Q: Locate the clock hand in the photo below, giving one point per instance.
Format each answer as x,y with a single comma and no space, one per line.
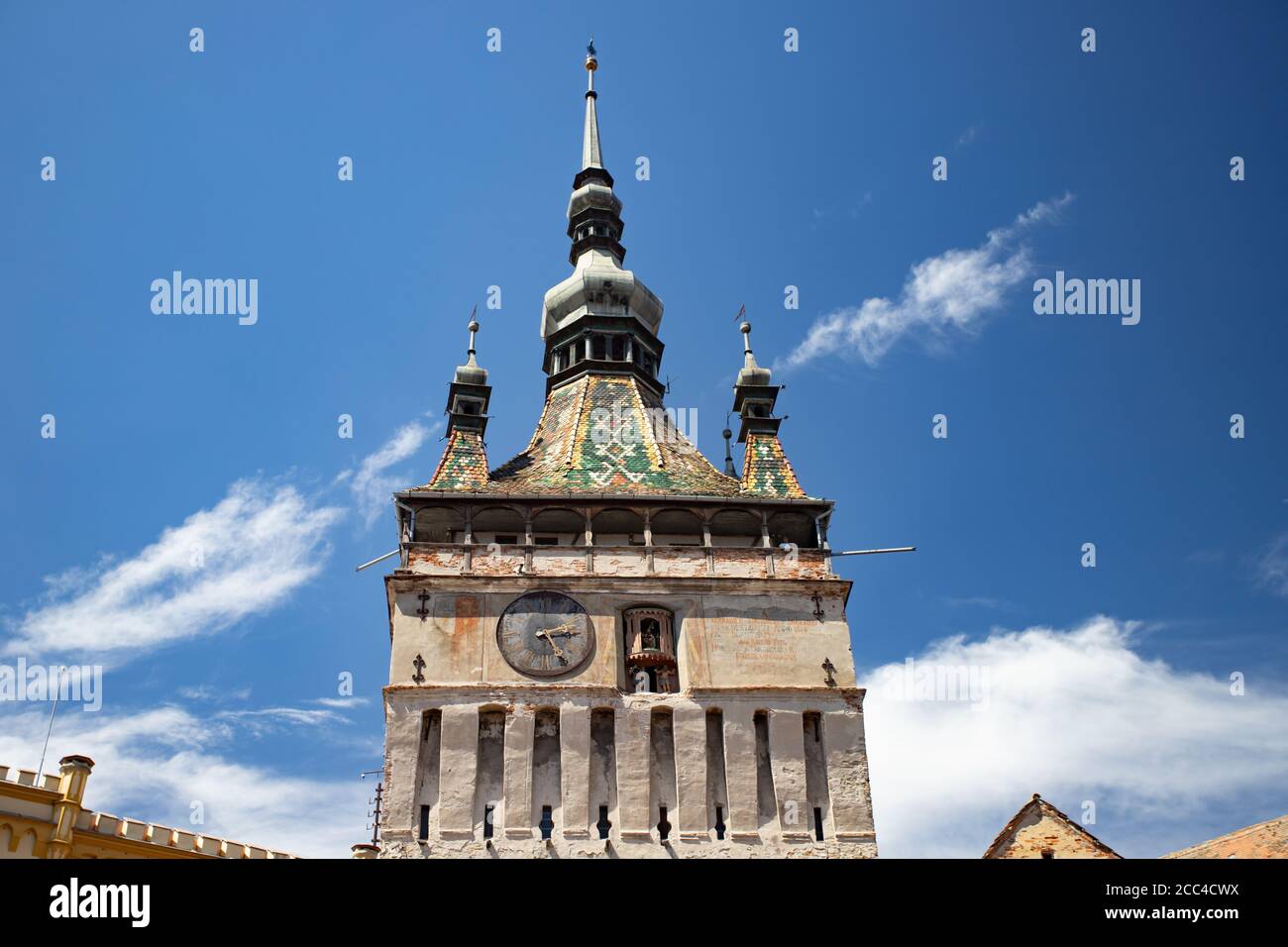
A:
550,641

◇ ◇ ◇ ◇ ◇ ◇ ◇

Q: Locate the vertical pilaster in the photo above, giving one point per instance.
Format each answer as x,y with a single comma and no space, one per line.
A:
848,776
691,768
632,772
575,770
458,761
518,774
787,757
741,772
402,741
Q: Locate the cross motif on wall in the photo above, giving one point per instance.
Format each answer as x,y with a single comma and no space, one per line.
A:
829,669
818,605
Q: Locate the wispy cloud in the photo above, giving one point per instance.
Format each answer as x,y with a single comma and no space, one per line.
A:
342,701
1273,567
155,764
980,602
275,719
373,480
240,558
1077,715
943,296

◇ ◇ ◇ ◇ ◇ ◇ ◇

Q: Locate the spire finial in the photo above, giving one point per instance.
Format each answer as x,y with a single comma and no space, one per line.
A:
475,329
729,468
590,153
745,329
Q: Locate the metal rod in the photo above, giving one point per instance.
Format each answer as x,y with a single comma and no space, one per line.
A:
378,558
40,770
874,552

◇ ◇ ◇ ◇ ◇ ◇ ◇

Set task: How many lines in the entries above contain the word "point"? Give only the number.

Written reply: 6